• _Dataset excerpts_:
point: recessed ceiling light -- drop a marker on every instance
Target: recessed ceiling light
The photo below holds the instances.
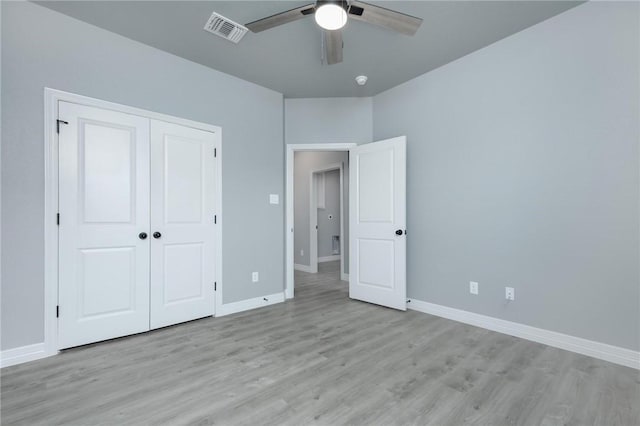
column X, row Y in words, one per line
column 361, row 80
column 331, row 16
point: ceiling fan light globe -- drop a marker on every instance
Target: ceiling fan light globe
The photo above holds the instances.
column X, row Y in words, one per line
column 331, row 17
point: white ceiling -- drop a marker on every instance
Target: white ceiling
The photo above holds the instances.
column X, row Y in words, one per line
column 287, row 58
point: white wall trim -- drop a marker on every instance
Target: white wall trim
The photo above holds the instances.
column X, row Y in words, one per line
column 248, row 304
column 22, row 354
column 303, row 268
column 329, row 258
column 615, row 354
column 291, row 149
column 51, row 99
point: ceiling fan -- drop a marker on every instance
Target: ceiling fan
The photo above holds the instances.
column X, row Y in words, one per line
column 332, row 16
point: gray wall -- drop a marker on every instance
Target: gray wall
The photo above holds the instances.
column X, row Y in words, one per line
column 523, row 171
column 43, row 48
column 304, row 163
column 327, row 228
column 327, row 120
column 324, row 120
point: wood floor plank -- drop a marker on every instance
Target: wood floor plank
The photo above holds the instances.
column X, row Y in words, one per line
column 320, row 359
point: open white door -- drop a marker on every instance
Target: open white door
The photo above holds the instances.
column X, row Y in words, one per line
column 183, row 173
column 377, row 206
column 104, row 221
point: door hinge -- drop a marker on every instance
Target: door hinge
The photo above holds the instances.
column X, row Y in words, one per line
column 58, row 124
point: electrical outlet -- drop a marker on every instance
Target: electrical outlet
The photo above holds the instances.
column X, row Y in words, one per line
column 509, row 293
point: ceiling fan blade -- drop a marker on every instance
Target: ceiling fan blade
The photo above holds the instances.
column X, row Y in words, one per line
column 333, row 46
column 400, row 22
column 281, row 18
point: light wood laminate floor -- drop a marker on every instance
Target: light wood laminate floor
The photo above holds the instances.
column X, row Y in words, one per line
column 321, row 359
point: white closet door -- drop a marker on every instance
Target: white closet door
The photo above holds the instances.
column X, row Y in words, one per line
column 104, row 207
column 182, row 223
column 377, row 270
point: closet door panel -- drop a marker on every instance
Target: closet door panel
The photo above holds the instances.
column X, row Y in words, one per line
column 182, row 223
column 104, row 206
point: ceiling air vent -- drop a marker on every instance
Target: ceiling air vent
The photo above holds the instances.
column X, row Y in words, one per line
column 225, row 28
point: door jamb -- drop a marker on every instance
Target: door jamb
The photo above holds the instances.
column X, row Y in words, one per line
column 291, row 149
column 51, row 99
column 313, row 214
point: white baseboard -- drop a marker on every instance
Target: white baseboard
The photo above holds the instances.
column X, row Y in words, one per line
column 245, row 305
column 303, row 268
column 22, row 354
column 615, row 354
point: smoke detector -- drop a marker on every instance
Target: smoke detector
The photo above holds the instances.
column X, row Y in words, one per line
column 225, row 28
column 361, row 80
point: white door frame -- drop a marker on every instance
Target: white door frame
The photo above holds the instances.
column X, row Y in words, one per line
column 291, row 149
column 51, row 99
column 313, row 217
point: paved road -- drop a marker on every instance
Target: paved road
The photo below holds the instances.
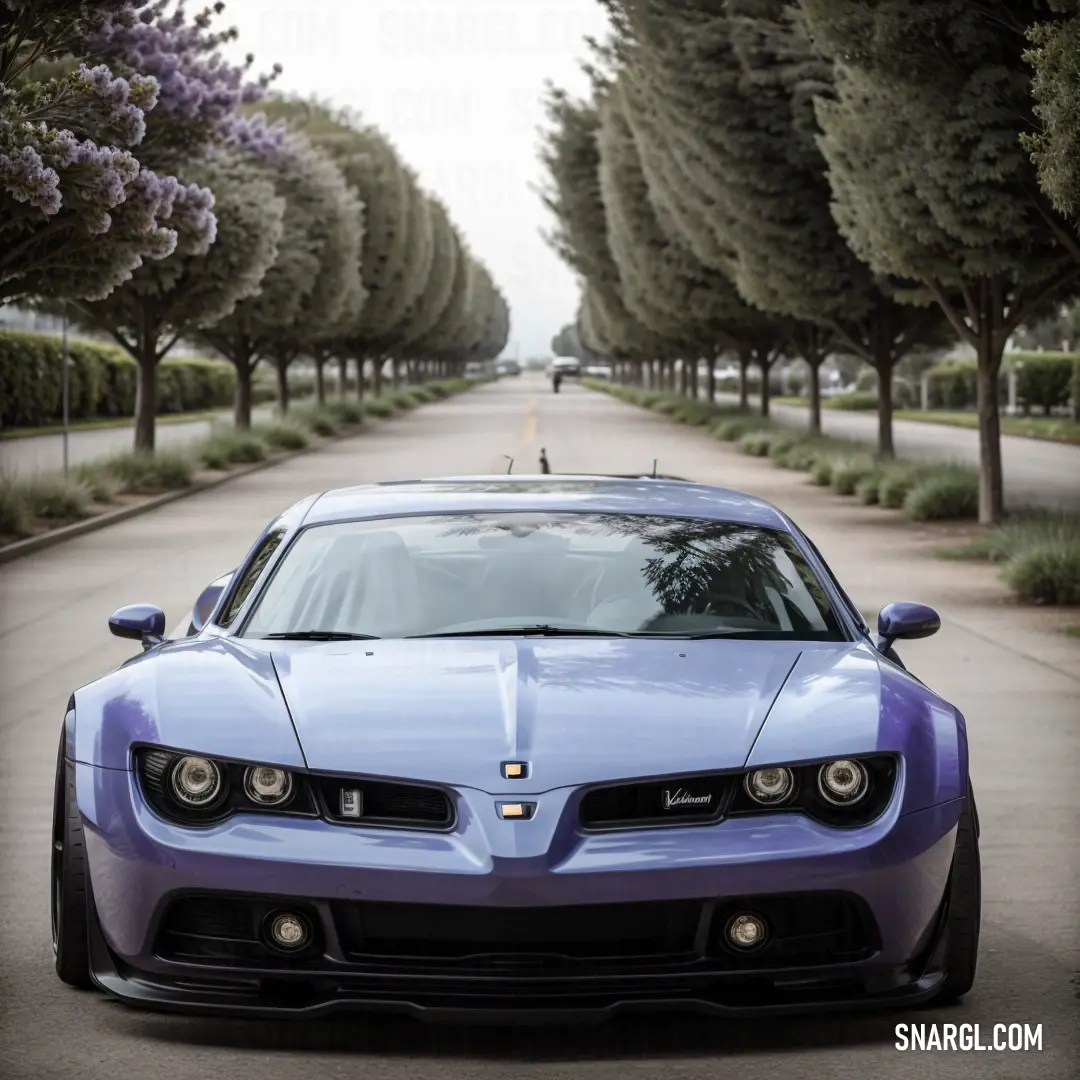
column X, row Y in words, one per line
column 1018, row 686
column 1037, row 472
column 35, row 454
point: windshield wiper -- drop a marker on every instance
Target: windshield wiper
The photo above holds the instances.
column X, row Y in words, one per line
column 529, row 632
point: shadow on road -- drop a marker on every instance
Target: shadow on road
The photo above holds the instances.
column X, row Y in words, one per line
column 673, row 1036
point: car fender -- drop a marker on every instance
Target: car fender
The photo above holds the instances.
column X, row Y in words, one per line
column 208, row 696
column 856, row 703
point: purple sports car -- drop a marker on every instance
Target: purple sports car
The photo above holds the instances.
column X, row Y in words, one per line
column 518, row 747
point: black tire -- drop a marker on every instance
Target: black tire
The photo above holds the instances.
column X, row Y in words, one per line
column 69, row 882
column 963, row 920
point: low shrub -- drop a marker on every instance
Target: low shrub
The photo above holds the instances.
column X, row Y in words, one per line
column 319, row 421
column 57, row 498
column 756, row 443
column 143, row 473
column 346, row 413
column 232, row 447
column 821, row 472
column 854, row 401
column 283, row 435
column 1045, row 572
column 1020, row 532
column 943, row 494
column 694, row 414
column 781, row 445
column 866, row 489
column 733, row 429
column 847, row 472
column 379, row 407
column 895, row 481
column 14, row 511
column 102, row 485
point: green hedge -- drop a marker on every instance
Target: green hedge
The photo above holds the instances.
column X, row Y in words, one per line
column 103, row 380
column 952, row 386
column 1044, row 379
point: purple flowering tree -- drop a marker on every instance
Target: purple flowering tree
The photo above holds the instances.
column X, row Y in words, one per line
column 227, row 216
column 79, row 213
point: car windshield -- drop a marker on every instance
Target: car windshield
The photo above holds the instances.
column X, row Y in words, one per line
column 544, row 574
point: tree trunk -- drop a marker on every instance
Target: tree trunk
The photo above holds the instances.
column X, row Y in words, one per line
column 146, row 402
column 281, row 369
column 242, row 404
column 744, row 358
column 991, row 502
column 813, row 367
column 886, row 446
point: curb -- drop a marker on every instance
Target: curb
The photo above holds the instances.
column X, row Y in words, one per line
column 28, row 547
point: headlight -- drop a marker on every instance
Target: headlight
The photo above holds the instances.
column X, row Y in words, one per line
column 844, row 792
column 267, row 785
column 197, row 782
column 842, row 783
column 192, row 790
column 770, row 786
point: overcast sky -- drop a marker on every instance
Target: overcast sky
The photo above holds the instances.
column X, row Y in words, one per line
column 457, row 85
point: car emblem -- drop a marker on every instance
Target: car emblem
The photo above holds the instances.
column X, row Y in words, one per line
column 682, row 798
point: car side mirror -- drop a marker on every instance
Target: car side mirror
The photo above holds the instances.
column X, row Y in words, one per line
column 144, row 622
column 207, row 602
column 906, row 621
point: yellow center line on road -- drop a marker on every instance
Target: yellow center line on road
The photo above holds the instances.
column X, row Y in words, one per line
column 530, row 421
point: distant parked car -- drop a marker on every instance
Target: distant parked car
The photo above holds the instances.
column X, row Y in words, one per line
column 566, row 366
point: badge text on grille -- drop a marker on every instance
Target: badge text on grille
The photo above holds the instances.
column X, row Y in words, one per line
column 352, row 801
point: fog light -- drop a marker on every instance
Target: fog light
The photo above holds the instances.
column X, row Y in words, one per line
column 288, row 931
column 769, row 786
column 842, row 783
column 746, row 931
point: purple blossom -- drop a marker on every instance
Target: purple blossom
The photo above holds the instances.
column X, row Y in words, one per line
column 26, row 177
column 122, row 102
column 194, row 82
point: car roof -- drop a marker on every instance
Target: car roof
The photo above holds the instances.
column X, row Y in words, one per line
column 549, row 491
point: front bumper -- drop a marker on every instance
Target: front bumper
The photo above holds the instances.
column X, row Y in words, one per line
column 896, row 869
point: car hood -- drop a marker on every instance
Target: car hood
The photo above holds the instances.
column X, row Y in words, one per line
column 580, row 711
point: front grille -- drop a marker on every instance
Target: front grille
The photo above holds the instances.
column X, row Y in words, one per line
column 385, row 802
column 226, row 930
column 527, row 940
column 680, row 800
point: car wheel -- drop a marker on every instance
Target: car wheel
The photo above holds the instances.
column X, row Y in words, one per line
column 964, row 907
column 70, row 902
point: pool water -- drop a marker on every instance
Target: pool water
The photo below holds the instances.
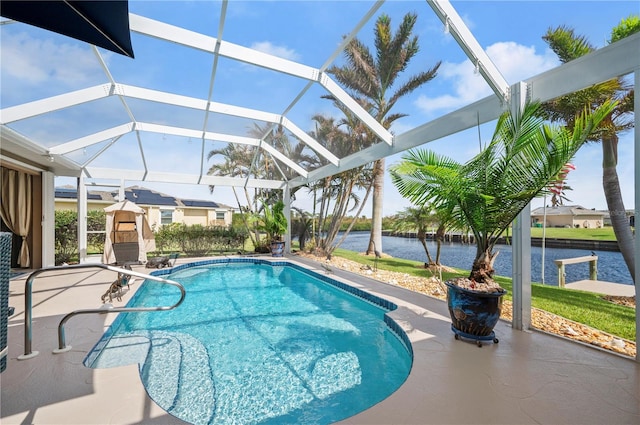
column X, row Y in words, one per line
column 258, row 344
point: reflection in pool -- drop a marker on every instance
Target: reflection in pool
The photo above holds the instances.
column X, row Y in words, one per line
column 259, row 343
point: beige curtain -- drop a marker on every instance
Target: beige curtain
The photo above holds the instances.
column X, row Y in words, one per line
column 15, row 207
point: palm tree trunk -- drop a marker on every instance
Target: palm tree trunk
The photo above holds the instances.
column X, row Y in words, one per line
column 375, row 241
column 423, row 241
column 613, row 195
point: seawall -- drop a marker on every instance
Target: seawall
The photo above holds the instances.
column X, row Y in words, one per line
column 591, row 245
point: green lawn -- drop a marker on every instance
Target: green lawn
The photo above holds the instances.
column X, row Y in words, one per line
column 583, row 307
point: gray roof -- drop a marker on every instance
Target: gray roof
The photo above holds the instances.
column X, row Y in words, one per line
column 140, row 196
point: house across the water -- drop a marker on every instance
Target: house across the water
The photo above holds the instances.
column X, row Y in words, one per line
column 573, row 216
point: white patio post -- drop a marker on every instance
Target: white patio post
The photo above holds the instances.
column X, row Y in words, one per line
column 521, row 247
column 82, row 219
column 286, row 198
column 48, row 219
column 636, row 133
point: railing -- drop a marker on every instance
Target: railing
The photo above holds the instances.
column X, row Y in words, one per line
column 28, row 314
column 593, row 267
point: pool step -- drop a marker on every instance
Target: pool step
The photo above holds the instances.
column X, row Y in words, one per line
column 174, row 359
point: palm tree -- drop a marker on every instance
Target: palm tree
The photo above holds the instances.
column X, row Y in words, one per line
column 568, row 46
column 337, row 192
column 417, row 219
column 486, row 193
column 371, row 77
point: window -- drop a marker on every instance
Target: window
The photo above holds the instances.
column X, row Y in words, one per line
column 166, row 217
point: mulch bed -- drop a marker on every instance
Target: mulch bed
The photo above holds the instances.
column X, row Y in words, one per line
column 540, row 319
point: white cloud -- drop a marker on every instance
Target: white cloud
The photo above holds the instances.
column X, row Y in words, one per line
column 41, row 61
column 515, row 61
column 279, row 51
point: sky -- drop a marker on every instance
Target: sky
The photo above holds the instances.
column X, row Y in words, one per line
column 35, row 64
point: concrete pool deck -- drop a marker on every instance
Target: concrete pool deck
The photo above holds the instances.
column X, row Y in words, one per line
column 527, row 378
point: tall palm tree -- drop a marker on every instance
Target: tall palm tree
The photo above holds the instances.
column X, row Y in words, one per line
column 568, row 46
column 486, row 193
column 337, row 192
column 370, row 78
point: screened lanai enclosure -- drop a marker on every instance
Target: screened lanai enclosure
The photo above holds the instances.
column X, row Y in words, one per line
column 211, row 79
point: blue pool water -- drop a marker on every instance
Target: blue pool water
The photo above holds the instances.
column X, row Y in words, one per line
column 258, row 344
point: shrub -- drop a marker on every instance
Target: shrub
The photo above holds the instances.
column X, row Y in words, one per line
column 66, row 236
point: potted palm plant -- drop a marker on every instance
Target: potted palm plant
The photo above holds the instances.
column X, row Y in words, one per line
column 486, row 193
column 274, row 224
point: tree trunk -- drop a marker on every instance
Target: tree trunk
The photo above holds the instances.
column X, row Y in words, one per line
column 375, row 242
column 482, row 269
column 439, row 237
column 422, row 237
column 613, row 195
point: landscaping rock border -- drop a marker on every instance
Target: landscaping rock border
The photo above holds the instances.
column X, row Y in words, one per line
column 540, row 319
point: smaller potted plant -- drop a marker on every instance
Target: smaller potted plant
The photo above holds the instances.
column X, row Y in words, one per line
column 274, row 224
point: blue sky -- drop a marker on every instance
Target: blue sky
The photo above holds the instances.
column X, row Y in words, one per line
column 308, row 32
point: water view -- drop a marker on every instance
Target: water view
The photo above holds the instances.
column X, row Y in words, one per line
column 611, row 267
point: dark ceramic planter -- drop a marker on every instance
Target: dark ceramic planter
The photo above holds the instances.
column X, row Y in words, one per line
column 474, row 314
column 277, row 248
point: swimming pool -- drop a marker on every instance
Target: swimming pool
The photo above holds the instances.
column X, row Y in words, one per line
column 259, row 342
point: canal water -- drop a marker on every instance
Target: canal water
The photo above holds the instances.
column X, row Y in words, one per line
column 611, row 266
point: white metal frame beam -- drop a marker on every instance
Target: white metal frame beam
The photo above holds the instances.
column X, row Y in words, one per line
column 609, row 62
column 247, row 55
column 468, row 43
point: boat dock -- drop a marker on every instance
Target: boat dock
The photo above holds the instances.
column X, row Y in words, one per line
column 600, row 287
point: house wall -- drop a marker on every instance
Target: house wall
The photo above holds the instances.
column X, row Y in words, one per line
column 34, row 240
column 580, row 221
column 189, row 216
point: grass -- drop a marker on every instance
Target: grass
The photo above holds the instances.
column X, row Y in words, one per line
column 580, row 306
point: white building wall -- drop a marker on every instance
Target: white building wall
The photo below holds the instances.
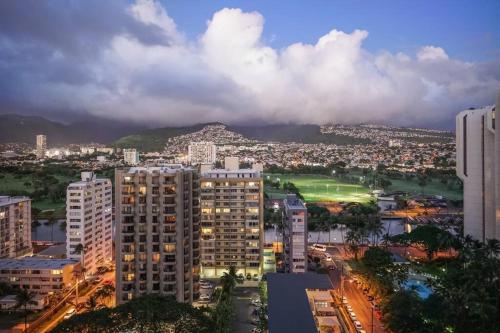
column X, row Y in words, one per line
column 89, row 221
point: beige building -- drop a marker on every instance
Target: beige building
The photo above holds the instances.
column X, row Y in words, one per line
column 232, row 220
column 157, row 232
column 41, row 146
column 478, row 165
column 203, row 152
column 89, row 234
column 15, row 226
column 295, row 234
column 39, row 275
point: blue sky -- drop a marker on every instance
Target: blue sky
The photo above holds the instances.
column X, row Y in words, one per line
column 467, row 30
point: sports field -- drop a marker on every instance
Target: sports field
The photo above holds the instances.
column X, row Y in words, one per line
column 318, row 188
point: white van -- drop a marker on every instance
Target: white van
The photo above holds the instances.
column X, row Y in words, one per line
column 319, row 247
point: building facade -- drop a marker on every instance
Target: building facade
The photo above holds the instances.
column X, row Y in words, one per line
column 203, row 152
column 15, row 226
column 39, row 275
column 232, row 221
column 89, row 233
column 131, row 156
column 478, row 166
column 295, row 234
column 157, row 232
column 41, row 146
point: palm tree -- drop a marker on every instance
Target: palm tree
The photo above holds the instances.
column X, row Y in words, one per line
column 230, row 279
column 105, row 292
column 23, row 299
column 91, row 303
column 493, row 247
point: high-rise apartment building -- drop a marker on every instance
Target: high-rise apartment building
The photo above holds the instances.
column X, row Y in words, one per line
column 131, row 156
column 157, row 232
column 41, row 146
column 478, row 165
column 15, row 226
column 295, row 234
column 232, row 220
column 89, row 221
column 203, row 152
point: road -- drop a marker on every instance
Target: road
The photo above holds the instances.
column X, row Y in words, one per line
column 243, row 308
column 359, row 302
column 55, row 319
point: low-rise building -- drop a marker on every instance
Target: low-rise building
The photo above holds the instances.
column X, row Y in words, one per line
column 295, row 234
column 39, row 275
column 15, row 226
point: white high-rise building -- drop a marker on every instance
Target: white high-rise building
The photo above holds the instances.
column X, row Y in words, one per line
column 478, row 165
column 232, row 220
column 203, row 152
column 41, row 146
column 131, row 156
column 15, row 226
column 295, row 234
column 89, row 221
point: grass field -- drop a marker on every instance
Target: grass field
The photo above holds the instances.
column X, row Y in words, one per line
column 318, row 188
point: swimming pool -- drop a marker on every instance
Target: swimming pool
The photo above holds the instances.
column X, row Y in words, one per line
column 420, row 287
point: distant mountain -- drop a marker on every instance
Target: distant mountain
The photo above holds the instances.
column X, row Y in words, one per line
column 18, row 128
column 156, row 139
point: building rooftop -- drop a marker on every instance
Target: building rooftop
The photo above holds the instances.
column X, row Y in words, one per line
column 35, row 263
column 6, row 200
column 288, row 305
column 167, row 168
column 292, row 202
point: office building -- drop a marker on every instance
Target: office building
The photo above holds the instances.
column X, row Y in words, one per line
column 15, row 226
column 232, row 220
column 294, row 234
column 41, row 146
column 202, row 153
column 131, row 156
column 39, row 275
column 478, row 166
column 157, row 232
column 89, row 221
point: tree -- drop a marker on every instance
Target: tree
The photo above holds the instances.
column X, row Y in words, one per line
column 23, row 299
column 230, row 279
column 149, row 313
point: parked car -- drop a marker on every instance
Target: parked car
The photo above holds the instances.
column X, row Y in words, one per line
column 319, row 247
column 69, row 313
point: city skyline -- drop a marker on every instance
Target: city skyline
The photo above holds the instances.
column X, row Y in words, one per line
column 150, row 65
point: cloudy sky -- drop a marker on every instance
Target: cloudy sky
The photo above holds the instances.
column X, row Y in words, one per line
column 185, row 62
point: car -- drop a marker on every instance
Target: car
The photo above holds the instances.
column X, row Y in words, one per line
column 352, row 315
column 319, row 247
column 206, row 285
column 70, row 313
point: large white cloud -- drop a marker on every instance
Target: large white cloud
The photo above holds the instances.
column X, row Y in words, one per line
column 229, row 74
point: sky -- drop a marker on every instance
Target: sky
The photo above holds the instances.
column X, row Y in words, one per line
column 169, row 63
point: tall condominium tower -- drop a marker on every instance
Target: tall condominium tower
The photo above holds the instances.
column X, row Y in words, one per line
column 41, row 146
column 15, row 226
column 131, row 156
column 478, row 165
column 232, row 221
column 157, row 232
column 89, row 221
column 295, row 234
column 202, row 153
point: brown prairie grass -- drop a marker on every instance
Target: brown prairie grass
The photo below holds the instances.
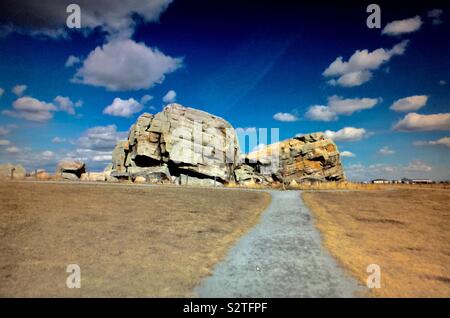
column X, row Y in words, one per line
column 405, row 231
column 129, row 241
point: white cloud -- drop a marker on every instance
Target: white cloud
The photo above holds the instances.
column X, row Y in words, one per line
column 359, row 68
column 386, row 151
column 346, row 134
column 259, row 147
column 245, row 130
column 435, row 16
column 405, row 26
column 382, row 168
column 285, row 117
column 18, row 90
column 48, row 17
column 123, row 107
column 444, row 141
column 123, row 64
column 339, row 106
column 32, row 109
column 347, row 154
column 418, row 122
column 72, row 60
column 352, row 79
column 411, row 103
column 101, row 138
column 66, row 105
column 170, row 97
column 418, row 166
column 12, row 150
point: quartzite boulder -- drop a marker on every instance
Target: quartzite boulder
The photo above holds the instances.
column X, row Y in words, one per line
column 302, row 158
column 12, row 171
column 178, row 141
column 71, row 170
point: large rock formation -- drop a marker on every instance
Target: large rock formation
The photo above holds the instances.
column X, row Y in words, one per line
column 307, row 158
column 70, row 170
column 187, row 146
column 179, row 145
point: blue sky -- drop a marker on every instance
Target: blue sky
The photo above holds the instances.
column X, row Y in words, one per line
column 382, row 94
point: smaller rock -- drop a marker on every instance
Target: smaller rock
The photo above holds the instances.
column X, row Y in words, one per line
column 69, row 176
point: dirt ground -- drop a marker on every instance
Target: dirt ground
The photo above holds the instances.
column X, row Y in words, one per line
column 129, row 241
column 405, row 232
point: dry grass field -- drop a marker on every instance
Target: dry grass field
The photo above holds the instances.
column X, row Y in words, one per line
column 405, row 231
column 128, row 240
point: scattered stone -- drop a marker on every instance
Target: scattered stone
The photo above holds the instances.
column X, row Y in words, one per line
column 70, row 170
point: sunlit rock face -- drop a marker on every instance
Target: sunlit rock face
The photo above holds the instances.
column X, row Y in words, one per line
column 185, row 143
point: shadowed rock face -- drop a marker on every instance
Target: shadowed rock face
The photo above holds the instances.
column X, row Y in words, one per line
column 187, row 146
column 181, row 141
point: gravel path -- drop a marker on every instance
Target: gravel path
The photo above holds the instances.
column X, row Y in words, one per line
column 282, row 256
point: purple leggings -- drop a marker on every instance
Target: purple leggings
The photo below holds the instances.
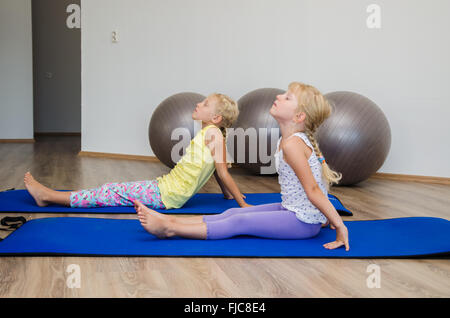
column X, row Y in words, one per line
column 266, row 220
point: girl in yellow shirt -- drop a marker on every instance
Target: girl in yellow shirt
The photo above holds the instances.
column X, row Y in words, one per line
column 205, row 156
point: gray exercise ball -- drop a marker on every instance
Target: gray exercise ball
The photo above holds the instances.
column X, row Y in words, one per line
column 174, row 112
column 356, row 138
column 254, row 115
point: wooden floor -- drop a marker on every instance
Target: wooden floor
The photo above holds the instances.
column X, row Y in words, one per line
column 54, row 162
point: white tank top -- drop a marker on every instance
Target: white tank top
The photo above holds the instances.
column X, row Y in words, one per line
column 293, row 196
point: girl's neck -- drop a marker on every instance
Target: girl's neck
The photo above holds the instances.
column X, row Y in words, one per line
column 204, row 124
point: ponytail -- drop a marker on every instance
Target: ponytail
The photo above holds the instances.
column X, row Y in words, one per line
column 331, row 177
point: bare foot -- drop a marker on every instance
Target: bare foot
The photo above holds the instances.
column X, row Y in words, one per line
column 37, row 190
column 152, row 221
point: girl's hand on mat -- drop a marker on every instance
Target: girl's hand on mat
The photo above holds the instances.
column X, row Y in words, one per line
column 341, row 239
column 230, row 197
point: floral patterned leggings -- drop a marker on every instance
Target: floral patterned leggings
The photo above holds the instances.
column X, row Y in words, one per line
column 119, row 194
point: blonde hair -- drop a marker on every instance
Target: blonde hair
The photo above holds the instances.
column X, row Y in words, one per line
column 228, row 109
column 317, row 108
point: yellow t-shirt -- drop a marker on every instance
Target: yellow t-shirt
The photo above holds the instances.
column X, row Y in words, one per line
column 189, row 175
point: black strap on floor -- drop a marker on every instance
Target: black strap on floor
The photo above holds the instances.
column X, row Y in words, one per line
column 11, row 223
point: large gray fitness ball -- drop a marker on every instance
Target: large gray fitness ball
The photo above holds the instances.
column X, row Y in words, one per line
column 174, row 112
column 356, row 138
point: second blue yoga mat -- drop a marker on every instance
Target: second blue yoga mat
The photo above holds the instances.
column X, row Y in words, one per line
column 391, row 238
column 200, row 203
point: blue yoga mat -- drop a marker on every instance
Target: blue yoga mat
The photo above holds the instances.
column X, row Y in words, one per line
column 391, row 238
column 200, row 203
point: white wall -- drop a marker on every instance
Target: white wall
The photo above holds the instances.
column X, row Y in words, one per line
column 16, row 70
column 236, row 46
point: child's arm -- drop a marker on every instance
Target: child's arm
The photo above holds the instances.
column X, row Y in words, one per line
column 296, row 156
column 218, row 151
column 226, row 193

• _Short exercise_: Print again the material above, limited to the lines from the one holding "point: large gray" through the last, inclusive.

• _Result_:
point: large gray fitness ball -- drop a marker on every instance
Target: large gray fitness ball
The photo above holds the instances.
column X, row Y in words, one per line
column 174, row 112
column 356, row 138
point: second blue yoga mat -- drop a marker on every instance
Target: second blue yoga mat
The photo above holds the instances.
column X, row Y in words, one per line
column 391, row 238
column 200, row 203
point: blue yoga mat -- drop a marker on every instance
Target: blue yoga mat
The photo above holds the instances.
column X, row Y in words, one per line
column 391, row 238
column 200, row 203
point: white wall -- drop a marker on every instance
Target: white wall
The photo above holds the instances.
column X, row Y in words, one per line
column 16, row 70
column 236, row 46
point: child's arm -- drop a marker on every instance
Target: child's arm
The photo above holds the instances.
column X, row Y in words, one per line
column 296, row 156
column 218, row 151
column 226, row 193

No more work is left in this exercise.